> TEXT SHOWN:

* BEGIN *

Red Beans and Rice with Chorizo
Ingredients
½ pound dry red Kidney Beans
1 ½ cups chopped Celery
2 cups chopped Onion
2 cups chopped Bell Pepper
2 Bay Leaves
2 teaspoons White Pepper
1 teaspoon crushed Red Pepper
½ teaspoon Black Pepper
1 tablespoon Tabasco
1 ½ teaspoons Garlic
1 tablespoon Oregano
1 tablespoon Thyme
1 pound Chorizo
3 cups cooked Rice
Instructions
Cover with water filled 2-inches above beans. Soak beans overnight.
Place the sausage, celery, onions, bell peppers, bay leaves and seasonings
in a 5 ½ quart saucepan or large Dutch oven and stir well. Sauté
for 5 minutes then add drained beans and cover with 10 cups of water. Bring
to a boil, reduce heat, and simmer 30 minutes, stirring occasionally. Add
the remaining 2 cups water and simmer 30 minutes, stirring often. Cook for
another 35 minutes, scraping the pan bottom fairly often. (If the beans
start to scorch, do not stir. Immediately remove from heat and change to
another pot without scraping any scorched beans into the mixture.)

* END *

> SET TASK 1: In the records, take the part that opens with the line containing "Category: the stucco facade" and closes with the line containing "pixel 815 369", and output only those lines as a JSON list of strings with one string per line, leaving out blank lines.

Excerpts from a point labeling dataset:
* BEGIN *

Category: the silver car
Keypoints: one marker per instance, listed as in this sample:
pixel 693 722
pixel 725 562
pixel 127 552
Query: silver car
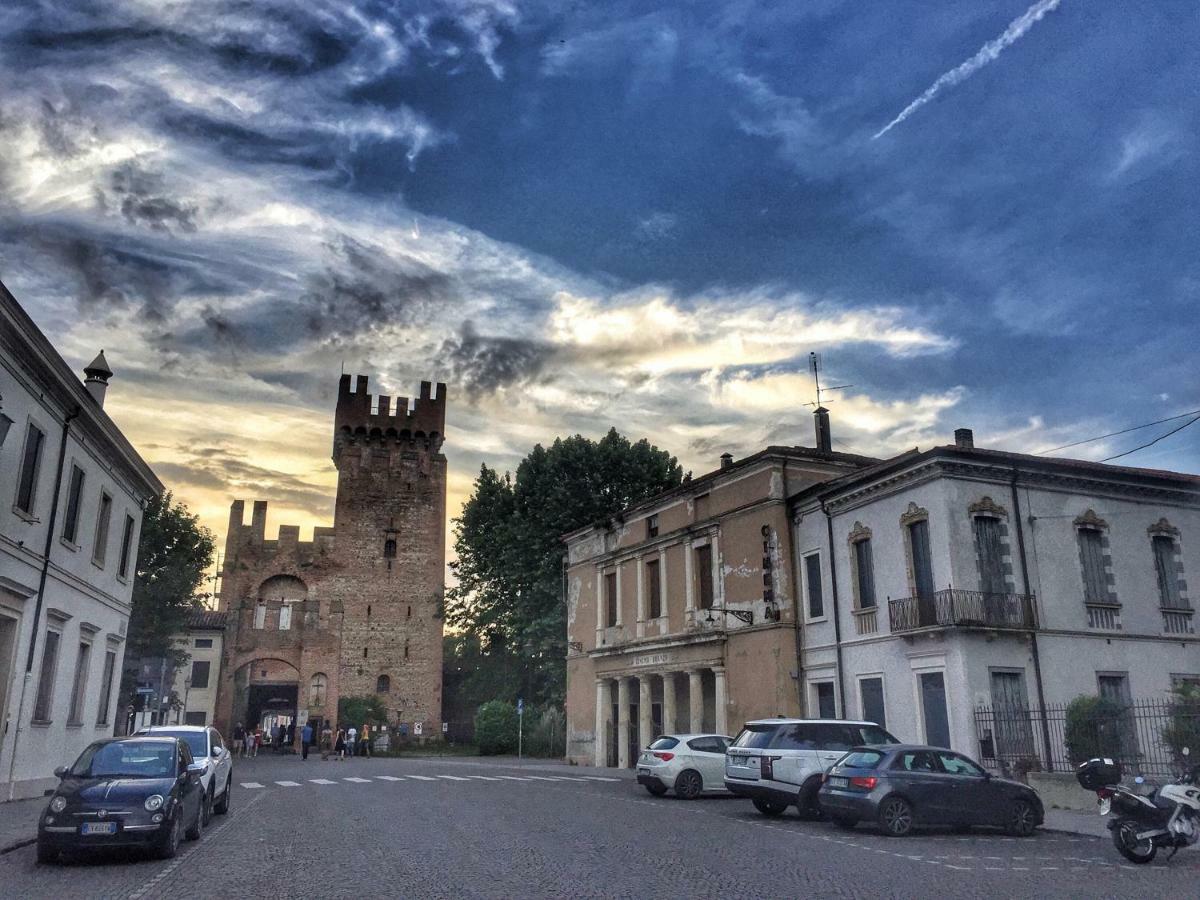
pixel 688 765
pixel 208 748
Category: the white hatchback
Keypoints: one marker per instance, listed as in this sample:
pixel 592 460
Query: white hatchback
pixel 688 765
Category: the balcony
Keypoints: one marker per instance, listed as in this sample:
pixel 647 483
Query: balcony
pixel 963 609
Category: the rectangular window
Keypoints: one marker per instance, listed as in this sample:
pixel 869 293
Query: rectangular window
pixel 71 519
pixel 199 675
pixel 654 588
pixel 990 553
pixel 813 586
pixel 42 705
pixel 705 575
pixel 1091 553
pixel 79 685
pixel 106 513
pixel 106 688
pixel 30 467
pixel 864 570
pixel 873 701
pixel 1167 571
pixel 126 547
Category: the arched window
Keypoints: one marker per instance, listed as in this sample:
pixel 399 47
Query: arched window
pixel 317 685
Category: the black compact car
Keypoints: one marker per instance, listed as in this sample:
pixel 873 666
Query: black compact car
pixel 906 785
pixel 139 791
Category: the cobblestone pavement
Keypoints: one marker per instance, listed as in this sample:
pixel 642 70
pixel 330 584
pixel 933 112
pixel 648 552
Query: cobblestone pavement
pixel 438 828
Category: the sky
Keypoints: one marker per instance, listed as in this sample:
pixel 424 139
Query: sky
pixel 623 214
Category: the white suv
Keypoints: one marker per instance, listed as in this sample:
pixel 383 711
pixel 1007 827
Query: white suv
pixel 208 748
pixel 779 762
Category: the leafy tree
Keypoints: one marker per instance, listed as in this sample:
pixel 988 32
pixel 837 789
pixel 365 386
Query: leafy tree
pixel 509 592
pixel 174 552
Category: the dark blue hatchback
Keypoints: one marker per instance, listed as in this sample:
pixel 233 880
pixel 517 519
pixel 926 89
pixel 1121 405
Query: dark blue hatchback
pixel 903 786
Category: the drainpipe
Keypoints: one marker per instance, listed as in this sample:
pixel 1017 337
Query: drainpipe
pixel 837 618
pixel 1033 635
pixel 41 597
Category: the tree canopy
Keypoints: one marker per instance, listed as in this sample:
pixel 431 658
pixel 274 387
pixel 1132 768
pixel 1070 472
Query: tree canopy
pixel 509 592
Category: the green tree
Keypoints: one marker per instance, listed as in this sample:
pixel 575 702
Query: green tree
pixel 509 592
pixel 174 552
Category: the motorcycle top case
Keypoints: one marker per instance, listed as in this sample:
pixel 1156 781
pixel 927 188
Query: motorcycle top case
pixel 1098 773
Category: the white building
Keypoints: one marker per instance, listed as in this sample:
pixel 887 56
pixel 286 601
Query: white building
pixel 936 582
pixel 71 497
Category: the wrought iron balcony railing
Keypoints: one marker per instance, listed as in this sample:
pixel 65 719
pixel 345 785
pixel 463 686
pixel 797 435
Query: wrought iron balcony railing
pixel 963 609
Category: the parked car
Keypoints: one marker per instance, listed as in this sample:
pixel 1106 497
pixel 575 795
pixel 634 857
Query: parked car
pixel 779 762
pixel 900 787
pixel 209 749
pixel 688 765
pixel 137 791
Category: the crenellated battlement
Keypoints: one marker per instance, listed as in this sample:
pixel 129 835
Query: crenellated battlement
pixel 361 415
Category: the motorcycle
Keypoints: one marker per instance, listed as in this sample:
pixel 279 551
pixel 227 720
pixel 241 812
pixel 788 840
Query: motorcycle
pixel 1140 825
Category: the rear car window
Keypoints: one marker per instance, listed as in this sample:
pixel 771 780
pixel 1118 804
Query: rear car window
pixel 756 736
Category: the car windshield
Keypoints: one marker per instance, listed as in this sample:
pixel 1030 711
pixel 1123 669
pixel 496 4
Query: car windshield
pixel 196 741
pixel 127 759
pixel 755 736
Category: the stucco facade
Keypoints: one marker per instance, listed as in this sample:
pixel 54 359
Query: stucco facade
pixel 71 496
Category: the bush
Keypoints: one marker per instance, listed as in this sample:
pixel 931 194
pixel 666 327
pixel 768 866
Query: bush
pixel 1095 729
pixel 496 729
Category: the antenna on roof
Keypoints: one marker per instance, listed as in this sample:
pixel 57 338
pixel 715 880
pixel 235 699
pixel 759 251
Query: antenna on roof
pixel 815 369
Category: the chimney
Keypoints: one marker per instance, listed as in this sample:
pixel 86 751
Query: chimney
pixel 96 381
pixel 825 439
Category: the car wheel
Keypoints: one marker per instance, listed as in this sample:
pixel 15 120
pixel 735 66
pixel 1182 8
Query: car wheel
pixel 168 843
pixel 895 816
pixel 689 785
pixel 222 805
pixel 771 808
pixel 47 853
pixel 1021 820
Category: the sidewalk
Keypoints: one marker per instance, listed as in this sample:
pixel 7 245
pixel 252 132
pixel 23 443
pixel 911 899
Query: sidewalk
pixel 18 822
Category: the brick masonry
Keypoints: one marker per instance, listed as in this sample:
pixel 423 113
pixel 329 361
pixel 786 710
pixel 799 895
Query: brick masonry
pixel 361 603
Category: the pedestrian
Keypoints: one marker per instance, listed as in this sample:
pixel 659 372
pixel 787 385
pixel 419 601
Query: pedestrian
pixel 305 739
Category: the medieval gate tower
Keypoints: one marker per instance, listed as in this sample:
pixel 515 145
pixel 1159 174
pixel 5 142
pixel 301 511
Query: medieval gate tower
pixel 358 610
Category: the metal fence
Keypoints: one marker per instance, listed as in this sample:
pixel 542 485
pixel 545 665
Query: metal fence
pixel 1145 736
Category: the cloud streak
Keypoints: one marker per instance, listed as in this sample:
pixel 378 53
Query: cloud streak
pixel 988 53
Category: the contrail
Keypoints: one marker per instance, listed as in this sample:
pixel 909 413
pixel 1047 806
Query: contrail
pixel 990 51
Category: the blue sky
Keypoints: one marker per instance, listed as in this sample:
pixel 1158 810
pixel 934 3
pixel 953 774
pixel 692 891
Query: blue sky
pixel 613 214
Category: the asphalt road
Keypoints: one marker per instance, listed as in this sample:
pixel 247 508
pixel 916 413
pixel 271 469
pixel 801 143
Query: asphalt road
pixel 459 828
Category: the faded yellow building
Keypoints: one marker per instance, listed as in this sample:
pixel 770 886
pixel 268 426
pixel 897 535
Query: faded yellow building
pixel 682 612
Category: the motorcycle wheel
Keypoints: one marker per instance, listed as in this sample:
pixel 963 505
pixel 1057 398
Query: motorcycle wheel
pixel 1125 839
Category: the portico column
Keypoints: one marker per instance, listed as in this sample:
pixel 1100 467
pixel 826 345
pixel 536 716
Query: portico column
pixel 669 702
pixel 603 713
pixel 623 723
pixel 723 726
pixel 645 720
pixel 695 701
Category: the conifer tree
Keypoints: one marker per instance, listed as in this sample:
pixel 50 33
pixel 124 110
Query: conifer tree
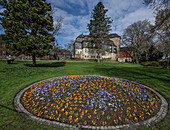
pixel 99 27
pixel 27 25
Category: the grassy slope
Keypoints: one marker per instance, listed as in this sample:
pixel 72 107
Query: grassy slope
pixel 16 76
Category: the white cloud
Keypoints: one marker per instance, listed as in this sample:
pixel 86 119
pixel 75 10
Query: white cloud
pixel 124 13
pixel 140 14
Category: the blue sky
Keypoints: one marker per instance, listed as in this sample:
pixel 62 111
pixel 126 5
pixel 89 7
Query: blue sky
pixel 77 13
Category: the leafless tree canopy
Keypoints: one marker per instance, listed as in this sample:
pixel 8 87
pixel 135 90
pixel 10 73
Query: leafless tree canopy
pixel 137 38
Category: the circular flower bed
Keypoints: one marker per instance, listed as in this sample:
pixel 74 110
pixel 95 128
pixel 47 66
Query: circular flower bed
pixel 91 100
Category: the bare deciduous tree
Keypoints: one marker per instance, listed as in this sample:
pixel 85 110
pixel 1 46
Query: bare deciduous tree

* END *

> SET TASK 2: In the red beans and rice recipe, what cookware are the sausage, vegetables and seasonings placed in?

> TASK OUTPUT 1:
[
  "Category: the stucco facade",
  "Keypoints: one marker per instance, listed as in this sample:",
  "pixel 54 359",
  "Query: stucco facade",
  "pixel 71 496",
  "Category: the bush",
  "Keypoints: one marker per instance, listed as in this sample:",
  "pixel 931 194",
  "pixel 666 327",
  "pixel 768 866",
  "Query: bush",
  "pixel 1095 729",
  "pixel 496 729",
  "Category: the antenna on roof",
  "Keypoints: one marker per instance, listed as in this sample:",
  "pixel 57 338",
  "pixel 715 880",
  "pixel 235 699",
  "pixel 759 251",
  "Query: antenna on roof",
  "pixel 815 369"
]

> TASK OUTPUT 2: A 5 ½ quart saucepan or large Dutch oven.